■ **Consigne de l'exercice**
Poursuivez le texte ci-dessous sur les propos de Marisol Touraine à la conférence de l'Onu sur le sida, en reprenant juste après sa dernière phrase.

■ **Texte d'étude**
┄┄┄┄┄┄┄┄┄┄┄┄┄┄┄┄┄┄┄┄

Le 9 juin, la ministre française de la Santé Marisol Touraine a déploré que la déclaration de l’Onu ne mette pas davantage l'accent sur les populations les plus exposées à la contamination. "La France regrette que nous n'ayons pas été en mesure de prendre pleinement en compte les populations clés dans notre déclaration publique", a-t-elle souligné dans un discours devant la conférence sur le sida réunie à New York. "Nous devons toucher des populations qui sont particulièrement à risque : migrants, hommes ayant des relations sexuelles avec des hommes, prostituées, personnes trans ou détenus", a-t-elle rappelé. Croire qu'on peut juguler l'épidémie "sans avoir une telle stratégie ciblée (...) est une illusion". Comme d’autres, la ministre française a déploré que "certains pays dont la Russie fassent preuve d'une grande crispation sur ces sujets-là".

┄┄┄┄┄┄┄┄┄┄┄┄┄┄┄┄┄┄┄┄

■ **Données fournies**
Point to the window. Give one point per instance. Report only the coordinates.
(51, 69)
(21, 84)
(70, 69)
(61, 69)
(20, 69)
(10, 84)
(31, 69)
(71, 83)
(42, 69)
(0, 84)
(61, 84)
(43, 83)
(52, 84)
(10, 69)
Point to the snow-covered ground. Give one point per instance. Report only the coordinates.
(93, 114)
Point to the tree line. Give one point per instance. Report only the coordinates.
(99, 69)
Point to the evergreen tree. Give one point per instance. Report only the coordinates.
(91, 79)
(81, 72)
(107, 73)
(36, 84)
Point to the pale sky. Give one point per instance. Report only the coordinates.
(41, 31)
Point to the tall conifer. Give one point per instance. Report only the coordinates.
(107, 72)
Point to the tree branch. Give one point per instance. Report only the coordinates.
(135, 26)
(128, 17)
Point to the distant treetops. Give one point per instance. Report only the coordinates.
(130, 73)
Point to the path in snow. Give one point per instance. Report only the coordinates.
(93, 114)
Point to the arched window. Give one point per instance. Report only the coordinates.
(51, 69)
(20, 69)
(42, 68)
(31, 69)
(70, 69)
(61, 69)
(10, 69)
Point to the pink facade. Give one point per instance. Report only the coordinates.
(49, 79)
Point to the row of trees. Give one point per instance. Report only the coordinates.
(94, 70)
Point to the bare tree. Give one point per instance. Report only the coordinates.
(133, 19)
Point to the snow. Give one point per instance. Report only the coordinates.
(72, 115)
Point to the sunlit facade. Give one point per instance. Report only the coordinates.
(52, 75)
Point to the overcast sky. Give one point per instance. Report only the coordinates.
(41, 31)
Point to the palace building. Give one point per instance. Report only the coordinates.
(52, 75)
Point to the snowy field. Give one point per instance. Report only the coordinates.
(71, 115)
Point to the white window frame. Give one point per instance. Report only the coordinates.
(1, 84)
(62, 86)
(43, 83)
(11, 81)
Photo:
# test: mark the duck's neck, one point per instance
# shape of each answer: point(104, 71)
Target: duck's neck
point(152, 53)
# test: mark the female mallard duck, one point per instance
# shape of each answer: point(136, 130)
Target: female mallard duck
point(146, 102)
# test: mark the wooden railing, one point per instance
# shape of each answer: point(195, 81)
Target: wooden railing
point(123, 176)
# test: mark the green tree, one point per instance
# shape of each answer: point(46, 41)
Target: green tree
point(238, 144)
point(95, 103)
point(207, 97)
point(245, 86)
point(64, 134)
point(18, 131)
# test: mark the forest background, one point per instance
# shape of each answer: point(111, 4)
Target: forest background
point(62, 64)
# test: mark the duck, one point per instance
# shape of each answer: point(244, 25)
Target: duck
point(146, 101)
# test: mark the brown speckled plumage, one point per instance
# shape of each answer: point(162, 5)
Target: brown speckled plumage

┄┄┄┄┄┄┄┄┄┄┄┄┄┄┄┄┄┄┄┄

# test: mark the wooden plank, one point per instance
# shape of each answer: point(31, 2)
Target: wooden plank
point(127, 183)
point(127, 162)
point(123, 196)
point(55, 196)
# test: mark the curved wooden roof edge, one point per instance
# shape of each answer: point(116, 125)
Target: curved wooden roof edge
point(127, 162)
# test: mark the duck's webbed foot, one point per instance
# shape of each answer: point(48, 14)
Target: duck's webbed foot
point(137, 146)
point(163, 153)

┄┄┄┄┄┄┄┄┄┄┄┄┄┄┄┄┄┄┄┄

■ **Corrigé de l'exercice**
Les ONG en mode critiques

Les organisations non gouvernementales n’ont pas été en reste dans les critiques. Un grand nombre d’associations jugent le texte insuffisant. Elles estiment que la déclaration ne prend pas suffisamment en compte les populations les plus vulnérables. "Les Etats membres ne se sont pas mis d’accord sur des cibles concrètes d’accélération de l’accès aux droits, aux services et aux financements pour les populations clés. Contrairement à d’autres groupes vulnérables (comme les femmes, les jeunes filles et les enfants), elles ne sont citées que trois fois dans le texte", indique un communiqué de AIDES et Coalition PLUS. "Un signal inquiétant avait déjà été envoyé quand vingt-deux organisations non gouvernementales majoritairement LGBT n’ont pas obtenu l’autorisation de participer à cette réunion de haut niveau. Aujourd’hui, nos craintes sont confirmées. Il y a une vraie volonté d’effacer les populations clés de la feuille de route", déplore Alix Zuinghedau de Coalition PLUS. "Les Etats progressistes avaient pourtant la possibilité d’apporter des améliorations substantielles au texte puisque que la Russie avait, la veille, rouvert les négociations en "brisant le silence" (procédure extraordinaire des Nations Unies), officiellement pour des raisons de procédure", indique le communiqué. "Les Etats progressistes, dont l’Union Européenne, se sont insurgés de l'exclusion des vingt-deux associations gays, trans et de travailleuses et travailleurs du sexe. Mais, ils ont finalement renoncé à prolonger les négociations, qui était l’ultime chance d’améliorer le texte", explique Stéphane Calmon, administrateur de AIDES.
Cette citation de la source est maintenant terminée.